— start Dataset records —

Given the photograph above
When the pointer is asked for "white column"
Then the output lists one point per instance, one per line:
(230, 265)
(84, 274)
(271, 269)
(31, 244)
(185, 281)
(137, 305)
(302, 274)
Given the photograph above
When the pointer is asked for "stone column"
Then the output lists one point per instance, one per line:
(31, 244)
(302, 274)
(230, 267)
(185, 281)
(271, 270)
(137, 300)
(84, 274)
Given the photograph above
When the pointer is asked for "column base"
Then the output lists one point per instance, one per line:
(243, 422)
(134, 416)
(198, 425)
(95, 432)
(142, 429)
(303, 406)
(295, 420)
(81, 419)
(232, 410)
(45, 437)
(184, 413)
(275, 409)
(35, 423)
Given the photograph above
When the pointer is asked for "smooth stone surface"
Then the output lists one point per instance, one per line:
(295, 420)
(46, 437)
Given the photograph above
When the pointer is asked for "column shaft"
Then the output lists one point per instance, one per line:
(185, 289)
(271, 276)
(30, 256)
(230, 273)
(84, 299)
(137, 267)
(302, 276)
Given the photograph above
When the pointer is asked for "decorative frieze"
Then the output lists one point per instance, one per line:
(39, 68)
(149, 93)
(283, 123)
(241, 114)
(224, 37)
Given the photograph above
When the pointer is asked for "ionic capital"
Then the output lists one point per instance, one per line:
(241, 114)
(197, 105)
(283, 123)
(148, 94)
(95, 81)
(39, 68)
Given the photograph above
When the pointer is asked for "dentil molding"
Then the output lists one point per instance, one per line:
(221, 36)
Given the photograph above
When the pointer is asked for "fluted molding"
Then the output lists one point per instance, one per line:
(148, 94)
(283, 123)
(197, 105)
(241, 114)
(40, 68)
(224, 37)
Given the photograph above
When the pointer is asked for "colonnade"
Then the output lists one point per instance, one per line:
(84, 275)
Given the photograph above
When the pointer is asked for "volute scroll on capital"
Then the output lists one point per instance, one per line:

— end Dataset records —

Repeat the entries shown above, every one, word for word.

Given the photograph above
When the pointer is asked for "white column"
Then the output lists one point per instance, one per line:
(230, 265)
(84, 274)
(271, 269)
(31, 244)
(185, 281)
(137, 305)
(302, 274)
Given the photograph above
When the pointer is asked for "stone column"
Then the output lists one point per instance, one per line:
(31, 244)
(302, 274)
(230, 267)
(185, 281)
(271, 270)
(137, 300)
(84, 274)
Given the photograph above
When the pointer is asked for "column base"
Then the output lists one point per instance, one per line:
(243, 422)
(134, 416)
(198, 425)
(95, 432)
(142, 429)
(303, 406)
(295, 420)
(81, 419)
(232, 410)
(45, 437)
(184, 413)
(275, 409)
(35, 423)
Given the photograph above
When the pointer is asked for "smooth stone surface"
Then the output lists one point per instance, one per line:
(295, 420)
(46, 437)
Given the photograph above
When the pointer is asked for "column shaft"
Then the output lists one point per instance, one per line:
(185, 289)
(271, 276)
(30, 256)
(230, 273)
(84, 299)
(137, 267)
(302, 276)
Given the photograph above
When the pointer is asked for "decorative frieze"
Then the output lists one point per instance, one per line:
(39, 68)
(149, 93)
(283, 123)
(241, 114)
(224, 37)
Given the photograph above
When the pointer is asked for "ionic capital"
Then the output lists one point per instance, one per line:
(241, 114)
(197, 105)
(283, 123)
(148, 94)
(95, 81)
(39, 68)
Given the photograph above
When the pointer is asked for "dentil molding"
Then the output lists one point per instance, one per line:
(221, 36)
Given the photograph above
When the pointer is asked for "fluted molding"
Then the output lists one point per instance, one per line:
(148, 94)
(283, 123)
(197, 105)
(241, 114)
(40, 68)
(224, 37)
Given the photograph above
When the pointer is asked for "colonnade"
Then the output lists one point per instance, one per line:
(84, 275)
Given the photograph above
When the pointer is asked for "volute scroll on capital"
Then the output lists one point per instance, one per line:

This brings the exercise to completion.